News Researchers boost graphics performance through processing in-memory

Gareth Halfacree · 21 Apr 2017

65 percent improvements claimed.
https://www.bit-tech.net/news/hardware/2017/04/21/graphics-processing-in-memory/1

SinxarKnights · 21 Apr 2017

Pretty sweet stuff. Seems like bandwidth would be the limiting factor as is with current GPUs. Then again I don't know what they are doing exactly. I need to check out the paper when it is released and see how they did it.

Can you keep us posted about this Gareth?

perplekks45 · 21 Apr 2017

Seconded.

IamSoulRider · 21 Apr 2017

"the team's work is based on the increasingly common 3D stacked memory modules available on high-end graphics hardware."

I'd assume that would be HBM2, possibly first gen HBM. In that case Memory Bandwidth should be High.

Do you see what I did there?

SinxarKnights · 21 Apr 2017

Doesn't answer the question though. I imagine even HBM3 would be a significant bottleneck processing instructions in memory instead of directly on die.

But like I said, I don't know what exactly they are doing. Need that paper to check it out.

edzieba · 21 Apr 2017

SinxarKnights said:

Pretty sweet stuff. Seems like bandwidth would be the limiting factor as is with current GPUs. Then again I don't know what they are doing exactly. I need to check out the paper when it is released and see how they did it.
Click to expand...

Other way around: this would alleviate memory-bandwidth-limited operations (i.e. those that nee to operate on a lot of data, but the operations themselves are very basic) by pushing those operations out to the memory itself, so that data never needs to cross the memory bus in the first place.

Wakka · 21 Apr 2017

I'm nowhere near smart enough to know how this stuff works in detail, but how would memory chips process that kind of data? I mean, they're memory chips - surely they are designed to either store something, or pass it along to a smarter chip?

Wouldn't you be a bit pissed if you were an nvidia or AMD engineer and someone came along and was like "we can make things faster by moving instructions OFF those fancy multi-billion transistor GPU's!"...

edzieba · 21 Apr 2017

Wakka said:

I'm nowhere near smart enough to know how this stuff works in detail, but how would memory chips process that kind of data? I mean, they're memory chips - surely they are designed to either store something, or pass it along to a smarter chip?

▸ Material:
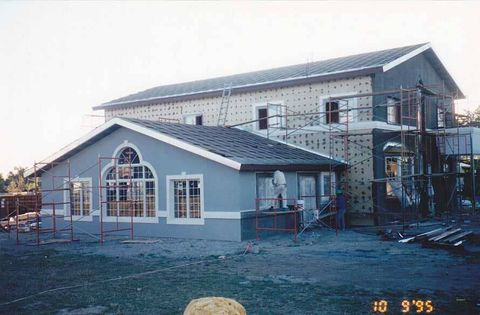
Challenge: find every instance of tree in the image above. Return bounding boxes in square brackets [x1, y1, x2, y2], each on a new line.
[460, 105, 480, 127]
[6, 166, 34, 193]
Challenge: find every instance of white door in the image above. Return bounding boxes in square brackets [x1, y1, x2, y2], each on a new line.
[298, 175, 317, 210]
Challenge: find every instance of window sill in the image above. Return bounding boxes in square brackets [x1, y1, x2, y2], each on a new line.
[103, 216, 158, 223]
[68, 215, 93, 222]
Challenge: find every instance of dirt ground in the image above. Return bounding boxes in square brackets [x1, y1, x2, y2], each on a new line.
[0, 230, 480, 315]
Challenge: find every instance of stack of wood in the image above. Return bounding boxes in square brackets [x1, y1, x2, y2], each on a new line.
[0, 212, 41, 232]
[398, 226, 473, 247]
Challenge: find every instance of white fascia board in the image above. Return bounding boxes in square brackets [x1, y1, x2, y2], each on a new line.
[383, 43, 432, 72]
[25, 118, 123, 177]
[270, 138, 347, 164]
[25, 117, 242, 176]
[97, 64, 382, 110]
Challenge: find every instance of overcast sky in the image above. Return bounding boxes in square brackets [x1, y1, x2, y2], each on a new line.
[0, 1, 480, 174]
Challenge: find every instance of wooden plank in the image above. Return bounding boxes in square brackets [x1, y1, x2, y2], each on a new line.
[120, 240, 160, 244]
[428, 228, 462, 242]
[398, 236, 415, 243]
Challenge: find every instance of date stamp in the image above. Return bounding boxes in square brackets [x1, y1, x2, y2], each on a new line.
[372, 299, 435, 314]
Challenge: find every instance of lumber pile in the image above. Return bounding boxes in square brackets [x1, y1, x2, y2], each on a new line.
[398, 226, 473, 248]
[0, 212, 42, 232]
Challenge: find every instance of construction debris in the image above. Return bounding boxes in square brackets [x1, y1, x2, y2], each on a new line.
[398, 226, 473, 248]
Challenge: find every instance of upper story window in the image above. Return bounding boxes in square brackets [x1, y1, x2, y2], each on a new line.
[253, 101, 285, 130]
[325, 101, 340, 124]
[183, 114, 203, 126]
[387, 97, 402, 125]
[105, 147, 156, 217]
[257, 107, 268, 130]
[319, 95, 358, 124]
[167, 174, 205, 224]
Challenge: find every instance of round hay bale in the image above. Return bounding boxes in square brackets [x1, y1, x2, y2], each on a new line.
[183, 296, 247, 315]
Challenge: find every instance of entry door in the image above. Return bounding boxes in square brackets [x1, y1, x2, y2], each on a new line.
[298, 174, 317, 210]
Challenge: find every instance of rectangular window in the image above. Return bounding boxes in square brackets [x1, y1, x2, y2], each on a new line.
[183, 114, 203, 126]
[437, 104, 445, 128]
[298, 174, 318, 210]
[320, 172, 336, 204]
[257, 108, 268, 130]
[325, 101, 340, 124]
[387, 97, 402, 125]
[167, 175, 204, 224]
[257, 173, 276, 209]
[70, 179, 92, 216]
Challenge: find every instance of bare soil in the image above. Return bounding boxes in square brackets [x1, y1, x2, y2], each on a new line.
[0, 230, 480, 315]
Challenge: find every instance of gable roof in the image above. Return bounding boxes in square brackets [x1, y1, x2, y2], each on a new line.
[26, 118, 345, 176]
[93, 43, 463, 109]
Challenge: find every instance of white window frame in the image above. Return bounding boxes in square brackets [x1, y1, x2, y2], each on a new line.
[252, 100, 286, 131]
[318, 92, 359, 125]
[98, 140, 160, 223]
[63, 177, 94, 221]
[319, 172, 337, 206]
[166, 174, 205, 225]
[183, 113, 203, 126]
[255, 172, 277, 210]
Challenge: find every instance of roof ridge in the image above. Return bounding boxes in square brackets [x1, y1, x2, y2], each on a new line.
[94, 43, 428, 109]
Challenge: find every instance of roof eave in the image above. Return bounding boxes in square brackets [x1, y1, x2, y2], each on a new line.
[92, 65, 383, 110]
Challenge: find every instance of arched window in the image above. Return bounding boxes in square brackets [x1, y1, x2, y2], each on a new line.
[105, 147, 155, 217]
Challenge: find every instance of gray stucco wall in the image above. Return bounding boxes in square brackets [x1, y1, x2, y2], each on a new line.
[41, 128, 304, 241]
[372, 54, 455, 128]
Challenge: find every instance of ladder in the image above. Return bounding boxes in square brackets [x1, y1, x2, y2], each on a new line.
[217, 83, 232, 126]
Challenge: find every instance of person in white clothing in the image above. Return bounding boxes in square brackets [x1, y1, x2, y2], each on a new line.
[273, 171, 287, 208]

▸ Stated problem 1:
Return the passage of the thread from "Doesn't answer the" to "check it out.".
▸ Stated problem 2:
Answer the following from the thread:
(a) What percentage of improvement is claimed?
(b) According to the sentence quoted by IamSoulRider, what kind of memory modules is the team's work based on?
(c) In edzieba's reply, where would memory-bandwidth-limited operations be pushed?
The records were taken from a separate source.

▸ Exercise result 1:
Doesn't answer the question though. I imagine even HBM3 would be a significant bottleneck processing instructions in memory instead of directly on die.

But like I said, I don't know what exactly they are doing. Need that paper to check it out.

▸ Exercise result 2:
(a) 65 percent.
(b) The increasingly common 3D stacked memory modules available on high-end graphics hardware.
(c) Out to the memory itself.